═════ Passage

Showing posts with label moving. Show all posts
Showing posts with label moving. Show all posts

Sunday, October 5, 2008

The Fuss About Moving

I moved to Sharjah to be near work. Wanting my own room was a minor factor albeit what I got was a partition. It’s also cheaper to rent in Sharjah considering it is adjacent to pricey Dubai. Of course, I miss my room mates. They are my adopted sisters in Dubai. We got along superbly that there grew a bond among us. Like sisters, we shared whatever we have, even secrets.

I should’ve been happier since I got my own space and I have privacy but just less than four months and I moved again. I was feeling lonely in that room. The landlord won’t replace the washing machine that keeps breaking down. The airconditioner in my room is also in the same state as the washing machine. There were a lot of cockroaches despite the pesticide applied just before I moved in. I had nothing in common with the other girls living in the apartment. The room failed to become the haven I sought it to be.

══════════

**Exercise instructions:**
1. According to the blog post about moving, what did the writer get when hoping for a room of their own?
2. Carry the blog post about moving forward from its last sentence.
The material after this blog post about moving comes from a separate source.

═════ Stored data

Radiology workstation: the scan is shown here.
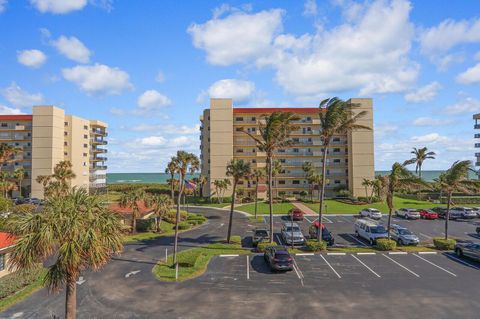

══════════

**Results:**
1. A partition.

2.
So, I moved in with my friend and former room mate when she moved to Sharjah. She found a perfect room in an apartment and we immediately got comfortable and settled after a month. Soon after, our friend and former room mate joined us. It felt like a reunion with my sisters. Then the nagging issue about the centralized airconditioner came up that became the reason for our eviction.

We found a room just two buildings away from where we were staying. By stroke of miscommunication, the truck we booked got cancelled on the day of our move. We ended up lugging stuff to and fro the new apartment under the hot Middle East sun. Bless my boyfriend and his SUV for rescuing us for the stuff we definitely couldn’t carry.

It has been almost three months now since we last moved and we’re still there. So far, there are no issues to speak of, no witches and bitches to occupy our chat sessions, and everything in the apartment works as they should. Looks like we’ll be staying for a long time.

It’s full of hassle to move around especially when possessions accummulate. When I arrived last year, I only had a hand-carry and a jumbo cargo box. The first time I moved, I carried with me the jumbo cargo box plus three suitcases and some eight extra-large shopping bags. In my next move, I had all those plus a rice cooker, a steam iron, a mattress, and a portable clothesline.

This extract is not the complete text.